[Segmentation labeling entries]
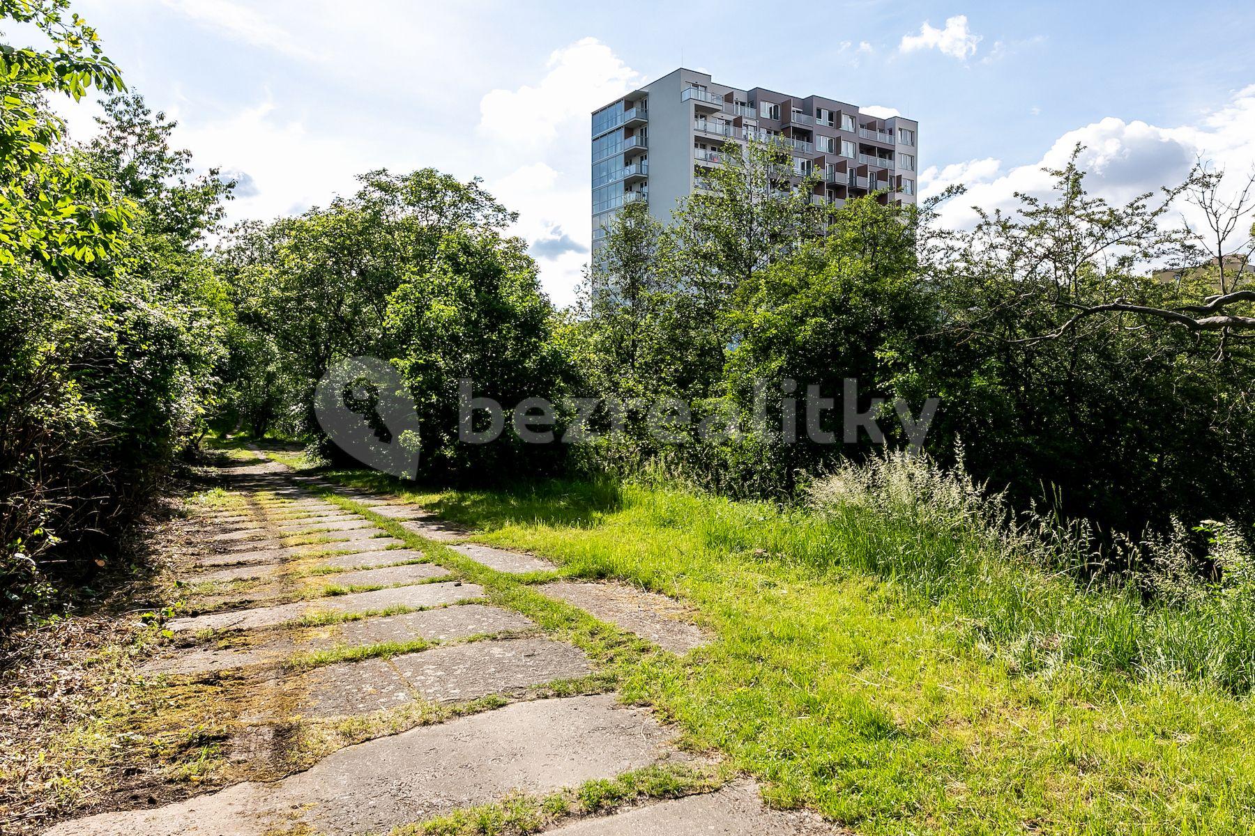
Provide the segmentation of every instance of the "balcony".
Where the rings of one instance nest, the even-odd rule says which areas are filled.
[[[646,177],[649,177],[649,163],[645,162],[633,163],[620,173],[622,174],[622,180],[625,183],[635,183],[638,180],[643,180]]]
[[[858,154],[858,162],[863,165],[875,165],[876,168],[894,168],[894,160],[889,157],[873,157],[872,154]]]
[[[704,110],[723,110],[723,97],[709,90],[699,90],[694,86],[685,88],[680,93],[680,102],[692,102],[694,107]]]
[[[723,162],[728,159],[727,154],[717,150],[707,150],[704,148],[693,149],[693,159],[707,165],[723,165]]]
[[[858,135],[863,139],[875,139],[876,142],[894,144],[894,134],[887,130],[875,130],[872,128],[860,128]]]
[[[638,128],[649,122],[649,110],[645,108],[633,108],[631,110],[624,110],[622,127],[624,128]]]
[[[727,122],[708,122],[705,119],[697,119],[693,122],[693,129],[704,134],[732,137],[734,139],[740,139],[742,135],[739,128],[728,124]]]
[[[636,155],[644,153],[649,148],[649,140],[640,134],[635,137],[628,137],[624,139],[624,154]]]
[[[792,148],[794,153],[798,153],[798,154],[813,154],[814,153],[814,143],[813,142],[806,142],[803,139],[791,139],[789,137],[781,137],[781,140],[784,143],[786,147]]]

• **SHORT EXERCISE**
Reproduce every line of the records above verbatim, leaving out the pictures.

• **SOLUTION TO THE PROBLEM**
Provide the segmentation of every instance of the "balcony".
Where the rings of one instance nest, the even-odd rule says which areas are filled.
[[[646,177],[649,177],[649,163],[645,162],[633,163],[620,173],[622,174],[622,180],[625,183],[635,183],[638,180],[643,180]]]
[[[858,154],[858,162],[863,165],[875,165],[876,168],[894,168],[894,160],[889,157],[873,157],[872,154]]]
[[[704,110],[723,110],[723,97],[709,90],[699,90],[694,86],[685,88],[680,93],[680,102],[692,102],[694,107]]]
[[[723,162],[728,159],[727,154],[717,150],[707,150],[704,148],[693,149],[693,159],[707,165],[723,165]]]
[[[858,135],[863,139],[875,139],[876,142],[894,144],[894,134],[887,130],[875,130],[872,128],[860,128]]]
[[[638,128],[649,122],[649,110],[645,108],[633,108],[631,110],[624,110],[622,127],[624,128]]]
[[[727,122],[708,122],[705,119],[697,119],[693,122],[693,129],[704,134],[732,137],[734,139],[740,139],[742,135],[739,128],[728,124]]]
[[[636,155],[644,153],[649,148],[649,140],[640,134],[635,137],[628,137],[624,139],[624,154]]]
[[[792,148],[794,153],[798,153],[798,154],[813,154],[814,153],[814,143],[813,142],[806,142],[803,139],[791,139],[789,137],[781,137],[781,140],[784,143],[786,147]]]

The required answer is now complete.